First it is a fundamentally improper approach to ask “what is its purpose”. The nitrogen in the atmosphere was not put there by a mind with intent therefore there can be no “purpose” to its existence. It is there simply because it is. That said one of the notable uses of atmospheric nitrogen is bacteria forming things like ammonia, nitrates, and nitrites in the nitrogen cycle. Without it most life wouldn’t exist.
If all nitrogen was simply removed then about 78% of the atmosphere would be gone. Atmospheric pressure is due to the weight of all the gasses being pulled by gravity, so the remaining mostly oxygen atmosphere would be extremely low pressure. This would result in the death of most life as it is adapted to higher pressures.
If it was replaced by CO2 then all the animals would die in moments as CO2 is very poisonous. If it was replaced with oxygen then all animals would die because that high pressure nearly pure oxygen environment is very corrosive. Although if most people would die from organ failure or incineration from a global pure oxygen environment is up for debate.

********************

USING THE INFORMATION:
A. In the passage on atmospheric nitrogen, about what share of the atmosphere would be gone if all nitrogen were removed?
B. Please copy out the part of the passage on atmospheric nitrogen that opens with the words containing "If all nitrogen" and closes with "to higher pressures.".
C. Extend the passage on atmospheric nitrogen with the next part, picking up after its final sentence.

********************

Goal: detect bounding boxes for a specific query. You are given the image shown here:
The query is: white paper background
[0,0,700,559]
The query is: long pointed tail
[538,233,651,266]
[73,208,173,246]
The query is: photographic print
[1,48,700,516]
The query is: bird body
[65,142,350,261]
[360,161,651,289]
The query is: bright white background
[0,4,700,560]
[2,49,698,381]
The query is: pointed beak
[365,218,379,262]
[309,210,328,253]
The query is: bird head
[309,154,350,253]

********************

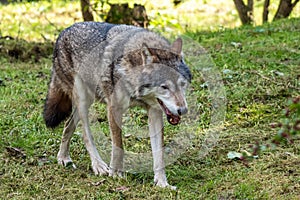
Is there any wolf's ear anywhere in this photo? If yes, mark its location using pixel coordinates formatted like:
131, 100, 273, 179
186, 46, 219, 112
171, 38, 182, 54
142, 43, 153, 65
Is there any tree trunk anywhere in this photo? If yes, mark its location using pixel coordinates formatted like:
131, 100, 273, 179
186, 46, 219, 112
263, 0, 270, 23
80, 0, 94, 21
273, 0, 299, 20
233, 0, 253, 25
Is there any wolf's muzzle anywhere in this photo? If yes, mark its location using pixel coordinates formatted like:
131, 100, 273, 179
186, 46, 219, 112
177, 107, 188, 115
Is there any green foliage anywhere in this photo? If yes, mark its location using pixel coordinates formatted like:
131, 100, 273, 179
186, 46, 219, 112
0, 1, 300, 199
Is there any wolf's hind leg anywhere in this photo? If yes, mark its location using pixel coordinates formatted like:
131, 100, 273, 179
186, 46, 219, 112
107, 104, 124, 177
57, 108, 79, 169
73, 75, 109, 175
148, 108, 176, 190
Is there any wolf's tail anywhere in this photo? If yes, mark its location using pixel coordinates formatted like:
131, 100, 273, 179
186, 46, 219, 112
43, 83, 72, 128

********************

RESULTS IN ORDER:
A. About 78% of the atmosphere.

B.
If all nitrogen was simply removed then about 78% of the atmosphere would be gone. Atmospheric pressure is due to the weight of all the gasses being pulled by gravity, so the remaining mostly oxygen atmosphere would be extremely low pressure. This would result in the death of most life as it is adapted to higher pressures.

C.
Basically the answer is the death of everything with minor variations on how.
If you just took it away completely and had just 5 psi oxygen then animals could live (this is the atmosphere they used in early space missions), but the lower pressure world probably do crazy things to the climate and temperature.
If you replaced it with oxygen then everything would be insanely flammable (see the Apollo 1 disaster).
If you replaced it with CO2 all animals would die of CO2 poisoning (see the role of the CO2 scrubbers in Apollo 13), and potentially it would trap enough heat to turn Earth into more Venus-like conditions.